## Task description
Please reproduce the Scripta Materialia text, beginning at "The journal also" and stopping after "edits Acta Materialia.", and switch "guest editors" to "visiting editors".

## Page extract
============================================================

Scripta Materialia is a peer-reviewed scientific journal. It is the "letters" section of Acta Materialia and covers novel properties, or substantially improved properties of materials. Specific materials discussed are metals, ceramics and semiconductors at all length scales, and published research endeavors explore the functional or mechanical behavior of these materials. Articles tend to focus on the materials science and engineering aspects of discovery, characterization, development (including advances), structure, chemistry, theory, experiment, modeling, simulation, physics processes (thermodynamics, mechanics, etc.), synthesis, processing (production), mechanisms, and control.

The journal also publishes comments on papers published in both Acta Materialia and Scripta Materialia and "Viewpoint Sets", which are sets of short articles invited by guest editors. The editor-in-chief is Christopher A. Schuh, Danae and Vasilis Salapatas Professor of Metallurgy at the Massachusetts Institute of Technology, who also edits Acta Materialia.

============================================================

## Stored records
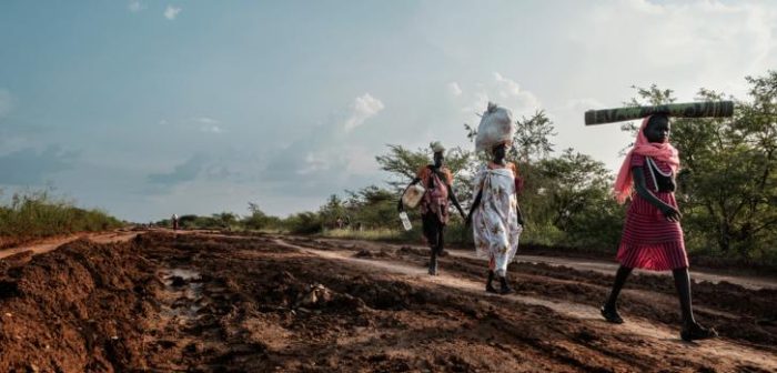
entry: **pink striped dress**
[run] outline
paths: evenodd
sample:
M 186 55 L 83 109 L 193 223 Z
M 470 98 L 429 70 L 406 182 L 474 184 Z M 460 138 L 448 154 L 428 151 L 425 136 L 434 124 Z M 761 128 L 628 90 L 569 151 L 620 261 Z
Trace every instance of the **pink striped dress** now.
M 654 161 L 663 173 L 672 172 L 666 162 Z M 632 155 L 632 168 L 635 167 L 644 172 L 647 189 L 655 196 L 677 208 L 674 192 L 656 192 L 656 182 L 644 155 Z M 635 193 L 626 212 L 617 259 L 624 266 L 652 271 L 687 268 L 688 255 L 679 222 L 666 220 L 658 208 Z

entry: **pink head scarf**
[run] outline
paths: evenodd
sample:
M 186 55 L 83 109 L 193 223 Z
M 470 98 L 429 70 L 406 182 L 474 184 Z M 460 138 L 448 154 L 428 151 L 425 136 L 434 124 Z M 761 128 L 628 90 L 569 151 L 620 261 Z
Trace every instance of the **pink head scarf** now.
M 645 119 L 643 119 L 642 127 L 639 127 L 639 132 L 637 133 L 637 140 L 634 142 L 634 148 L 626 154 L 626 159 L 620 165 L 618 178 L 615 179 L 615 186 L 613 190 L 615 191 L 615 199 L 618 203 L 626 202 L 634 191 L 634 178 L 632 175 L 633 154 L 652 157 L 656 160 L 664 161 L 669 164 L 673 172 L 677 172 L 679 169 L 679 155 L 675 147 L 669 142 L 658 143 L 647 141 L 645 128 L 649 120 L 650 117 L 645 117 Z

============================================================

## Response to this task
The journal also publishes comments on papers published in both Acta Materialia and Scripta Materialia and "Viewpoint Sets", which are sets of short articles invited by visiting editors. The editor-in-chief is Christopher A. Schuh, Danae and Vasilis Salapatas Professor of Metallurgy at the Massachusetts Institute of Technology, who also edits Acta Materialia.